## Your instructions:
The lines to return are those below that contain the word "distant".

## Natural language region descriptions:

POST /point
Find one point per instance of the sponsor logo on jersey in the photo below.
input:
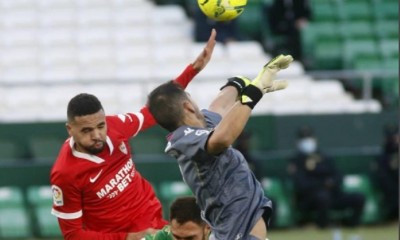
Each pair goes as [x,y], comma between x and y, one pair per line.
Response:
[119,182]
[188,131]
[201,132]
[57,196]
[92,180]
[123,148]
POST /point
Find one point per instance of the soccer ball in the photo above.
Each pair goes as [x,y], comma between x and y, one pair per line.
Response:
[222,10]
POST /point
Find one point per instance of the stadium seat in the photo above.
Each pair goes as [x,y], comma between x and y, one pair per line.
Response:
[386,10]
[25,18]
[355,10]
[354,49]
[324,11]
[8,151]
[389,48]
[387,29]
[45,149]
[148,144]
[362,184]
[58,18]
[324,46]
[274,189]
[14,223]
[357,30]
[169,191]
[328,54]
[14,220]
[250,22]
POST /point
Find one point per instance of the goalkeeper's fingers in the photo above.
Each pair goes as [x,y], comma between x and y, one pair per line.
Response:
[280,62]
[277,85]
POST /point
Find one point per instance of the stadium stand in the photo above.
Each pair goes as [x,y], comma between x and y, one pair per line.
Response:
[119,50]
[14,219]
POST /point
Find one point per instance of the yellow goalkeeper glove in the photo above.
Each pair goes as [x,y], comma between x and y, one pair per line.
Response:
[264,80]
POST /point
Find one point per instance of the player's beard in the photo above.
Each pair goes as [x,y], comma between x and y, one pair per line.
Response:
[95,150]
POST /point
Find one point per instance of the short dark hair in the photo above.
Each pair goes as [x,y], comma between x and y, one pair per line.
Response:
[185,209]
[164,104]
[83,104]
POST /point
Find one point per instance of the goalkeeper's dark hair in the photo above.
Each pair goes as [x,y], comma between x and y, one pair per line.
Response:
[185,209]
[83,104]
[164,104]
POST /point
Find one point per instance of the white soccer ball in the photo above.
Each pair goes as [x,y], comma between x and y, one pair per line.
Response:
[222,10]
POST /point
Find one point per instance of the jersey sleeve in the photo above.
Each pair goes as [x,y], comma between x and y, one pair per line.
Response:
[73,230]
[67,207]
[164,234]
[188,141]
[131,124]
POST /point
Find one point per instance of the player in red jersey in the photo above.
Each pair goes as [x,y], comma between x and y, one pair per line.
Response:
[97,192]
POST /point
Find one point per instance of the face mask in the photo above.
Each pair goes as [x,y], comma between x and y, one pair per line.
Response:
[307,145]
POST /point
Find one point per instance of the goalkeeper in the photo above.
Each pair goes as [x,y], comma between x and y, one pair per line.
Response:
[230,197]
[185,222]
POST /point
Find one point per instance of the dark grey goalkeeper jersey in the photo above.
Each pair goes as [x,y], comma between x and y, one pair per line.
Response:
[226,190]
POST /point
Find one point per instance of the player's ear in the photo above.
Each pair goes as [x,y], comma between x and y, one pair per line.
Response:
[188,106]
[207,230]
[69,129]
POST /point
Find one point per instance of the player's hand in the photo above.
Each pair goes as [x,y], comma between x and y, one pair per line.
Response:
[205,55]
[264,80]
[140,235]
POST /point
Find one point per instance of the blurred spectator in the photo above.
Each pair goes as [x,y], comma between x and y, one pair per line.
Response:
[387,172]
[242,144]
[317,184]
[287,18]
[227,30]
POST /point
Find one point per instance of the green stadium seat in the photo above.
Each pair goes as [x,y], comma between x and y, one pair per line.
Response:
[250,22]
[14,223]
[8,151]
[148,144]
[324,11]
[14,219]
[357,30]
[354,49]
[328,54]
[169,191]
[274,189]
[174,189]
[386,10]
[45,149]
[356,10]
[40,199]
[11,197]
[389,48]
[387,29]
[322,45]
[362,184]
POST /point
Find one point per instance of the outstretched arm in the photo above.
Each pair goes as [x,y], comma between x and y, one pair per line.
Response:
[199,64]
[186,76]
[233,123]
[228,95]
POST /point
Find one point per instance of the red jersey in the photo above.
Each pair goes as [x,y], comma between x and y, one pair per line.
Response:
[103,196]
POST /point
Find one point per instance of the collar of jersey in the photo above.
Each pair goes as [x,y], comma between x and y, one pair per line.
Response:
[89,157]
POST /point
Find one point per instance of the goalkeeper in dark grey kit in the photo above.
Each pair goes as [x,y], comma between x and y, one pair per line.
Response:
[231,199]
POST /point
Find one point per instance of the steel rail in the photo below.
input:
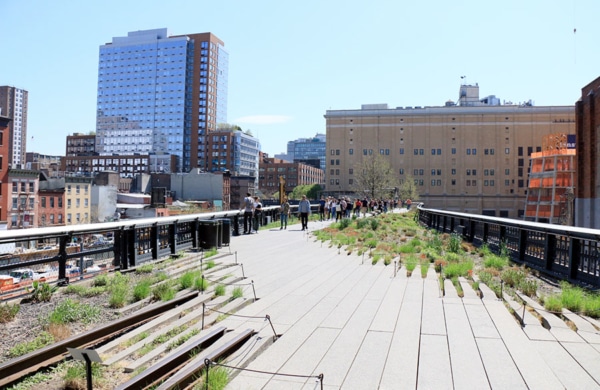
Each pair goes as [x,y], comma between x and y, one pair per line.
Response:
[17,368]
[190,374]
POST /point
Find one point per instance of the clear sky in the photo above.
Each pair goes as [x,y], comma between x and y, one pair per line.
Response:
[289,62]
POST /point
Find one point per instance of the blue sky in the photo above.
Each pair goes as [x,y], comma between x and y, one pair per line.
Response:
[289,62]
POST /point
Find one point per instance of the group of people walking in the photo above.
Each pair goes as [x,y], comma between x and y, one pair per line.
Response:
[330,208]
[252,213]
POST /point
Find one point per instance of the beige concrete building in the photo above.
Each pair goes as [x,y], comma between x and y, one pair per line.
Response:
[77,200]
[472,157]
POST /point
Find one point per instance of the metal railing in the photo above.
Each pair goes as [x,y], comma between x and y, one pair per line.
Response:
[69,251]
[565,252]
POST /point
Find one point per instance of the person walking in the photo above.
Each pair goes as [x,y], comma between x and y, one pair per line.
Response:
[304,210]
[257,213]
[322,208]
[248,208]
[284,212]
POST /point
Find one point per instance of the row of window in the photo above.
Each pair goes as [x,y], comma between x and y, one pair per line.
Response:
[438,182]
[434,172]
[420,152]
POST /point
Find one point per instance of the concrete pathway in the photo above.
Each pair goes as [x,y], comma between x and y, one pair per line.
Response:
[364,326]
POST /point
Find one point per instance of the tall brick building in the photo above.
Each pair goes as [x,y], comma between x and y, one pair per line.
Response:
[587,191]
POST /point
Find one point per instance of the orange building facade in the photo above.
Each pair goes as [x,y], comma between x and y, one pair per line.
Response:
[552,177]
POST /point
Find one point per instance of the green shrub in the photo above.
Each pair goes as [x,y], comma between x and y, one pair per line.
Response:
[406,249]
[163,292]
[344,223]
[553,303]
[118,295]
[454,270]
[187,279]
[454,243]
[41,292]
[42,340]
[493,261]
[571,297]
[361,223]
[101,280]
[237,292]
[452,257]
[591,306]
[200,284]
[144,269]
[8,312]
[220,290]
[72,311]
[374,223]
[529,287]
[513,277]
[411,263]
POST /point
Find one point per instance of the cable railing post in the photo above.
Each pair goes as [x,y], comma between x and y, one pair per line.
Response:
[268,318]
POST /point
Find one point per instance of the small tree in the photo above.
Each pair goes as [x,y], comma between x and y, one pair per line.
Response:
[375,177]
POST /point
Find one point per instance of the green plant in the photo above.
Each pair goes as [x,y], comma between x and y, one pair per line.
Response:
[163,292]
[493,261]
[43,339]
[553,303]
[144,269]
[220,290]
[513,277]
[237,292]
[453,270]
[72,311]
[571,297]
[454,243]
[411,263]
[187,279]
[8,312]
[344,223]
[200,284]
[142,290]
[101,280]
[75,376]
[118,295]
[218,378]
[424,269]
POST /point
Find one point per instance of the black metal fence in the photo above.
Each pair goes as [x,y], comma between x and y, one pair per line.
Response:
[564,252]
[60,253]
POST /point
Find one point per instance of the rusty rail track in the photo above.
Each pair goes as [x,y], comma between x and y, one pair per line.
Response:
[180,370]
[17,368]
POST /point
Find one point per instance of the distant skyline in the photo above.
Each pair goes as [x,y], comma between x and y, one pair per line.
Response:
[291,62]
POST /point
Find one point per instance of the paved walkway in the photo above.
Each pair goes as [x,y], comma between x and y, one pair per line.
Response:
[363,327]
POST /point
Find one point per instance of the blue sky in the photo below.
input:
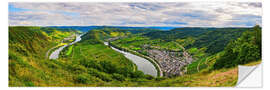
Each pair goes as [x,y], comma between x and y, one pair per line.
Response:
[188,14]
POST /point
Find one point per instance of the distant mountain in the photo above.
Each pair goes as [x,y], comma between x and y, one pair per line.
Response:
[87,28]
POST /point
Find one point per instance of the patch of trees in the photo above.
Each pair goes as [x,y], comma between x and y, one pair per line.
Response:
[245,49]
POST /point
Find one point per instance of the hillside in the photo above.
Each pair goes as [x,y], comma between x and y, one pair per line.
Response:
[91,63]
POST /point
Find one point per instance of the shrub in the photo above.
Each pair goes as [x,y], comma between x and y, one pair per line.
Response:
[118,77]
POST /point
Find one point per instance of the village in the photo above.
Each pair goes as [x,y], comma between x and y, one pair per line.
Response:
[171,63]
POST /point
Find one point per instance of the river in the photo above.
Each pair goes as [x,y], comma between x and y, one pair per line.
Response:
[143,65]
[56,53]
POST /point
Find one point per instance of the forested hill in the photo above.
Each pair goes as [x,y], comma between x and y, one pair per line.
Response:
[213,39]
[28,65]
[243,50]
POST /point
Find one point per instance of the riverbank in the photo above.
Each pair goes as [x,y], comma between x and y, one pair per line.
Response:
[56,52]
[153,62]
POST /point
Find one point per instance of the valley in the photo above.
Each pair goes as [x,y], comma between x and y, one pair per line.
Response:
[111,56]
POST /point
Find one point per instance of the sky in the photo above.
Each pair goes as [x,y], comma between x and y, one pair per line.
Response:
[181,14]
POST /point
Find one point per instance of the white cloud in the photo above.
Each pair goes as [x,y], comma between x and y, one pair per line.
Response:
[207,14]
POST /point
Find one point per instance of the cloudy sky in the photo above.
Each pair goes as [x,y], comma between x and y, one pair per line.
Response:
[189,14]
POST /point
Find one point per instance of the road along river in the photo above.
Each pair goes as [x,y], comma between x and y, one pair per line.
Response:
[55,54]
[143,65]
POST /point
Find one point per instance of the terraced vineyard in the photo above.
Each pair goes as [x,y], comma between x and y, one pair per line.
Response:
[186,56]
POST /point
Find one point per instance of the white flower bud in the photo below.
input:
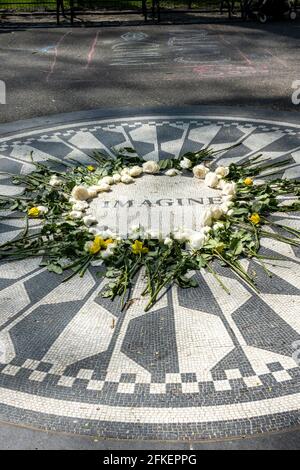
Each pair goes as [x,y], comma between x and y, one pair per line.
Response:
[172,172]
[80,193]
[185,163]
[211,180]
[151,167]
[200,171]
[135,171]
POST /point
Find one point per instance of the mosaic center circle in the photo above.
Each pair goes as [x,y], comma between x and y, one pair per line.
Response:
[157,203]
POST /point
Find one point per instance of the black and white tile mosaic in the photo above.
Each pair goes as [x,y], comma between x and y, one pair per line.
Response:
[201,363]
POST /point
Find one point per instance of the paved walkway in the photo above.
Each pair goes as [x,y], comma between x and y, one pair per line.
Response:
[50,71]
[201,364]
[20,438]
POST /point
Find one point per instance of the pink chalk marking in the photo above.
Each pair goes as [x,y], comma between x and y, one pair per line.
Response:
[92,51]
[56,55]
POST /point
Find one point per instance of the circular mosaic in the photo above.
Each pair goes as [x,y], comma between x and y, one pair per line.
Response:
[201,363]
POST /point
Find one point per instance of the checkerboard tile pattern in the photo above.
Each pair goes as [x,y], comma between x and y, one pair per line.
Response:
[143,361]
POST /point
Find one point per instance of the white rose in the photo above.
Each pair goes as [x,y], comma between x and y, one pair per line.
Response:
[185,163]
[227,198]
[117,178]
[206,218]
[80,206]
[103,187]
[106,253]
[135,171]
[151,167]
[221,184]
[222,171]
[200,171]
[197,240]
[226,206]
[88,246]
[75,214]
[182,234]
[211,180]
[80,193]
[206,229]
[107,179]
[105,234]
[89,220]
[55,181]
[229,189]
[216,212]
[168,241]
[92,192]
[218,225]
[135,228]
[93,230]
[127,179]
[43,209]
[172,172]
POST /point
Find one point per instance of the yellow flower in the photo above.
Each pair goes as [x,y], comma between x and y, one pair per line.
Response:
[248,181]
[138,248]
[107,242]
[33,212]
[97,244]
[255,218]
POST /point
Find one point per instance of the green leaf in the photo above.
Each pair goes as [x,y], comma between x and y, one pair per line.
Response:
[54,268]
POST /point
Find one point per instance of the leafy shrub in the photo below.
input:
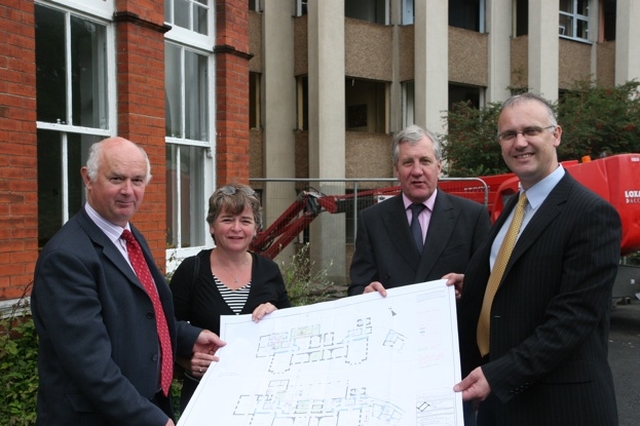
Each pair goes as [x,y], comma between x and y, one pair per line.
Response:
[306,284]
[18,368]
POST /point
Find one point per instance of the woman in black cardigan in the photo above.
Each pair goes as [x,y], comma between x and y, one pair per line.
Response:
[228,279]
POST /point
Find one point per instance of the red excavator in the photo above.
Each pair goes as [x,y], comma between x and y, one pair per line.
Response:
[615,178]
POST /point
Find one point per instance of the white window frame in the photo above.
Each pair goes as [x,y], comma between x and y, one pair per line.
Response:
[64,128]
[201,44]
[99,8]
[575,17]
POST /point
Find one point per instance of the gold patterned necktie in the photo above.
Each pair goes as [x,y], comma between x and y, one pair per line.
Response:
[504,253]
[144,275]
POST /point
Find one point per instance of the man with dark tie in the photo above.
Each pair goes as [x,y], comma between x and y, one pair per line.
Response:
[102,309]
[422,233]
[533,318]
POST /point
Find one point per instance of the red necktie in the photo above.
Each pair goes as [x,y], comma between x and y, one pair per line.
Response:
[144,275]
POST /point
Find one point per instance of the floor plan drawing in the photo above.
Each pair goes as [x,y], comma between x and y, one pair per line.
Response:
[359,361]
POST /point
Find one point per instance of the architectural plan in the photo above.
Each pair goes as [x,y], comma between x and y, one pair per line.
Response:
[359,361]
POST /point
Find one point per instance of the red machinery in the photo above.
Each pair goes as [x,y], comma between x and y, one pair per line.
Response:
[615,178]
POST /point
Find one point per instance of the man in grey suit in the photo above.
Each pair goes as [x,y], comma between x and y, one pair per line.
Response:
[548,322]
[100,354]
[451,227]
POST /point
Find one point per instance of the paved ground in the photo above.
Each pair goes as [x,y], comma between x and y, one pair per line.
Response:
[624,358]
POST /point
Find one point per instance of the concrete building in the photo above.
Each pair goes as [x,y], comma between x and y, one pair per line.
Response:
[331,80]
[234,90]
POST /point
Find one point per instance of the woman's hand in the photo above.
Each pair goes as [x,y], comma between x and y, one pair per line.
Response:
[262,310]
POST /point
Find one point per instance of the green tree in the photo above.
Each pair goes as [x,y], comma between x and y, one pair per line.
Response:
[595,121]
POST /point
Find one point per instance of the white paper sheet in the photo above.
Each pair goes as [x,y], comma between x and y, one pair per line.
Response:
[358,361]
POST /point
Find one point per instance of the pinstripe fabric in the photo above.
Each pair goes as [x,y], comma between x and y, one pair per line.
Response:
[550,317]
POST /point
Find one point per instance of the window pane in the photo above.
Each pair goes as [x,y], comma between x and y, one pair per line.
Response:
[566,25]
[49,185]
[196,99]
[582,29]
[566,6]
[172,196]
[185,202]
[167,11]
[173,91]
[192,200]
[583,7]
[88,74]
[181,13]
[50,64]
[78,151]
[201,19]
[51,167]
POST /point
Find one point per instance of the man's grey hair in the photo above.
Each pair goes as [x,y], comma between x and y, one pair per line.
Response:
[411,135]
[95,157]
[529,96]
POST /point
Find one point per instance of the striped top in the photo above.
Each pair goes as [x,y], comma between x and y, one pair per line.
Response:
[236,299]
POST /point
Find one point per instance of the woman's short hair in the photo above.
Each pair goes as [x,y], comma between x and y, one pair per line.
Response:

## Written answer:
Find one point per instance of the distant skyline in the photo above.
Find one point per instance of the distant mountain in the photo above.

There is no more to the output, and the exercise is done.